[PROBLEM] Write out all the material exactly. Leave nothing out.

[THE RECORDS]
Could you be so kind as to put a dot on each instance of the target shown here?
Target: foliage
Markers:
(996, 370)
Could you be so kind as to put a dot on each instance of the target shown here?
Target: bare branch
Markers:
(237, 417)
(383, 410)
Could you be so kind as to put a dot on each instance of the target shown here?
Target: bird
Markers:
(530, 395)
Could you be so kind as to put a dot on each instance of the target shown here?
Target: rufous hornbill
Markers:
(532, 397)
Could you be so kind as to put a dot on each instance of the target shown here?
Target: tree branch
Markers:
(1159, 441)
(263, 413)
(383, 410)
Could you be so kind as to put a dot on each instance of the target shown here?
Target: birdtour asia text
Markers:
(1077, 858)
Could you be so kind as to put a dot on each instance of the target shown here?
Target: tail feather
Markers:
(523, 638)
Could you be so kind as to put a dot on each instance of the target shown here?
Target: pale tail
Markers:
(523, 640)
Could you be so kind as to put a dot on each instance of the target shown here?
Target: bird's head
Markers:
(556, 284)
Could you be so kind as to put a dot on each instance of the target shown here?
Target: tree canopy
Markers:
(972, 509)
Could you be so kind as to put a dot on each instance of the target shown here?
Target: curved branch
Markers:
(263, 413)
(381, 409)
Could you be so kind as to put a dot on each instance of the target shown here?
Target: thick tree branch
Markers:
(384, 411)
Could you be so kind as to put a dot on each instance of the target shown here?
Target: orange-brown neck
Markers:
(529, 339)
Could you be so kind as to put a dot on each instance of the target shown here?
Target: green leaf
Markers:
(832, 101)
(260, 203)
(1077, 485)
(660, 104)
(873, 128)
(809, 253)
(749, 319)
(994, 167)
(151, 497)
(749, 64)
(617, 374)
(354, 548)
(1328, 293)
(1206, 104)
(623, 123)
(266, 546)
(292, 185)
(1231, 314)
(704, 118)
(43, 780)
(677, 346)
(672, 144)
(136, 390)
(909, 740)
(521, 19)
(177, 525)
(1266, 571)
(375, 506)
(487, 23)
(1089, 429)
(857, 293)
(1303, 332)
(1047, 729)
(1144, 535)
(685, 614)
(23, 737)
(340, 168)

[SOLUTION FOR THIS EXERCISE]
Could you be so kind as to put a dot on each instance of the target shown here?
Target: foliage
Markers:
(996, 370)
Could you be so kind as to put a dot on each instance of the target shown here?
Target: bare branch
Markers:
(237, 417)
(383, 410)
Could you be so kind as to put a dot on each instance of the target shown here?
Target: bird
Markers:
(530, 395)
Could you be so kind as to put a dot on each instance of the target shown here?
Target: rufous hornbill
Markers:
(532, 397)
Could you be so kind as to put a dot on each instance of the target shown here?
Target: tree branch
Markers:
(1159, 441)
(263, 413)
(383, 410)
Could you be so kind as to put a dot on each instance of the target shown here?
Target: birdtour asia text
Markers:
(1077, 858)
Could you be so kind as to put a dot on each instance of the target shown here?
Target: tail feather
Markers:
(523, 638)
Could you be so kind as to put a dot on each instance of the target shown here?
Target: pale tail
Markers:
(523, 640)
Could you be so kind as to put a dot on each instance of the target shown here?
Target: bird's head
Markers:
(556, 284)
Could you be so kind as to put a dot on each instance of the target shown here?
Target: tree canopy
Markers:
(972, 509)
Could you be so kind as to put a dot on each instance of the target shown here?
Target: curved branch
Markers:
(263, 413)
(381, 409)
Could you be so kind as to put a dot on each instance of the target shown here?
Target: thick tree branch
Markers:
(384, 411)
Could you be so kind as to put a dot on each instance of the target shown here?
Target: orange-brown neck
Markers:
(529, 339)
Could you be so kind as to put a dot on each instance of the target shown here?
Target: green leaf
Markers:
(832, 101)
(260, 203)
(1077, 485)
(660, 104)
(873, 128)
(809, 253)
(749, 319)
(994, 167)
(151, 497)
(749, 64)
(617, 374)
(354, 548)
(1328, 293)
(1206, 104)
(623, 123)
(266, 546)
(292, 185)
(1231, 314)
(704, 118)
(43, 780)
(677, 346)
(672, 144)
(136, 390)
(909, 740)
(521, 19)
(177, 525)
(1266, 571)
(375, 506)
(487, 23)
(1089, 429)
(857, 293)
(1303, 332)
(1047, 729)
(1144, 535)
(685, 614)
(23, 737)
(340, 168)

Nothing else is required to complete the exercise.